## PROBLEM REQUIREMENTS
Copy the listing below verbatim, line for line, omitting the pictures from your output.

Object pointing dataset listing:

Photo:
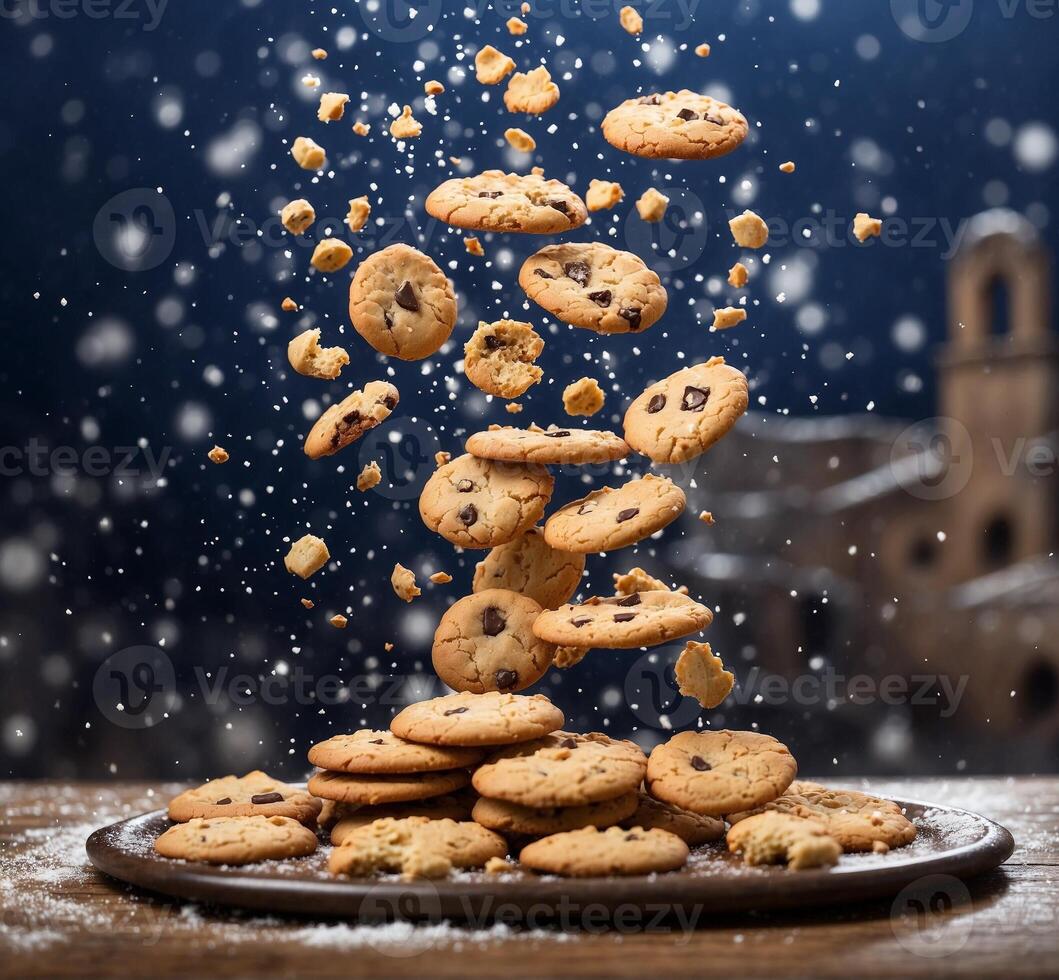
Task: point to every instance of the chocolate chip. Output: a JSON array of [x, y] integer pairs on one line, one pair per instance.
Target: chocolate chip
[[695, 398], [494, 622], [506, 679], [578, 271], [405, 298]]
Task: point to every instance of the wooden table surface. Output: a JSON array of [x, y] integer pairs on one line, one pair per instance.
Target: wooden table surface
[[59, 918]]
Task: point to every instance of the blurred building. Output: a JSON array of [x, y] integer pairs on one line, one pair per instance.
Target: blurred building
[[877, 547]]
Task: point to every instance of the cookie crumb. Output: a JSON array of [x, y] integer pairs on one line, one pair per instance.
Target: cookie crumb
[[491, 66], [405, 127], [738, 275], [630, 20], [582, 397], [360, 210], [404, 582], [308, 155], [749, 230], [331, 107], [298, 215], [865, 227], [330, 255], [651, 205], [370, 476], [520, 140], [307, 555], [728, 317], [603, 194]]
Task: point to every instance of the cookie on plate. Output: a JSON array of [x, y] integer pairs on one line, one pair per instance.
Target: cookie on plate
[[499, 358], [594, 286], [344, 423], [481, 503], [485, 642], [624, 622], [383, 752], [375, 788], [510, 818], [774, 838], [693, 829], [680, 125], [594, 853], [236, 840], [477, 719], [858, 821], [718, 772], [682, 415], [531, 566], [551, 445], [253, 795], [401, 303], [608, 518], [513, 202], [562, 769], [415, 847]]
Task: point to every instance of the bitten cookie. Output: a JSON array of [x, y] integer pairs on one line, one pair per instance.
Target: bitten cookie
[[608, 518], [531, 566], [401, 303], [718, 772], [373, 788], [485, 642], [344, 423], [480, 503], [562, 769], [383, 752], [236, 840], [594, 286], [680, 125], [592, 853], [684, 414], [253, 795], [478, 719], [510, 818], [624, 622], [513, 202], [856, 820], [548, 446]]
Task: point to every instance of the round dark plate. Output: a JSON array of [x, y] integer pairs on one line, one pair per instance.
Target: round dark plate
[[951, 842]]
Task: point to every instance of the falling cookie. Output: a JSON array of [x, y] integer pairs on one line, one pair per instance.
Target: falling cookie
[[401, 303], [480, 503], [608, 519], [594, 286]]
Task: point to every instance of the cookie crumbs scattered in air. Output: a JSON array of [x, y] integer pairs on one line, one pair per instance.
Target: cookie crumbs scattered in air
[[651, 205]]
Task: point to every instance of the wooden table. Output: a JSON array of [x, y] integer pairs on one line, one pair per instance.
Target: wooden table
[[60, 918]]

## FINISHED ANSWER
Photo:
Task: point to every instance of the chocolate chip. Output: a JSON array of [x, y] integer pairs on one line, one pair per instance.
Target: chocolate chip
[[695, 398], [494, 622], [506, 679], [578, 271], [405, 298]]
Task: point to every instance of the wooden table surface. Output: a JSON array of [x, y] integer pairs on one line, one pair per instance.
Target: wooden table surface
[[59, 918]]
Task: point to every instance of the blurred building. Output: a JSON array of [x, y] integer pairs on one line, one pair per instance.
Target: blurred building
[[877, 547]]
Task: point to every instance of the cookie crumb. Output: a JSON array of [x, y] integer pairs on one line, one pair per instance.
Target: cookie crumb
[[491, 66], [405, 127], [738, 275], [630, 20], [582, 397], [360, 210], [404, 582], [308, 155], [749, 230], [331, 107], [298, 215], [865, 227], [330, 255], [651, 205], [370, 476], [520, 140], [307, 555], [728, 317], [603, 194]]
Task: point to every instance of the cookie on plate. Output: a JSON array of [x, y] integer pairs on one line, one pair per instance.
Target: cookie on plate
[[499, 358], [594, 286], [344, 423], [481, 503], [485, 642], [624, 622], [383, 752], [375, 788], [510, 818], [774, 838], [693, 829], [680, 125], [594, 853], [236, 840], [477, 719], [858, 821], [718, 772], [682, 415], [531, 566], [551, 445], [253, 795], [401, 303], [608, 518], [513, 202], [562, 769], [415, 847]]
Task: point to every instance of the bitten cookie. Output: a JSON array of [x, y] integer pairs on one line, one pair per instance.
Target: bitten cookie
[[608, 518], [531, 566], [401, 303], [718, 772], [373, 788], [485, 642], [344, 423], [480, 503], [562, 769], [383, 752], [236, 840], [594, 286], [680, 125], [592, 853], [684, 414], [253, 795], [478, 719], [510, 818], [624, 622], [513, 202], [856, 820], [548, 446]]
Task: point to every instance of the round dark plate. Output: a JSON array of [x, y] integer pairs on one line, one pair per instance.
Target: round dark plate
[[951, 842]]
Task: point to every instance of the falling cookie. Output: a JSON array of [x, y] integer pairs on one line, one pair per instance.
Target: falling cookie
[[401, 303], [480, 503], [608, 519], [594, 286]]
Task: point to every instance of the cookie crumbs scattered in air. Output: a JSON array of [x, y] integer pairs on one line, one pair per instance.
Target: cookie crumbs scattered in air
[[651, 205]]
Task: point to every instance of the wooden table. Output: a JSON array of [x, y] integer pairs on one line, one pair per instance.
Target: wooden table
[[60, 918]]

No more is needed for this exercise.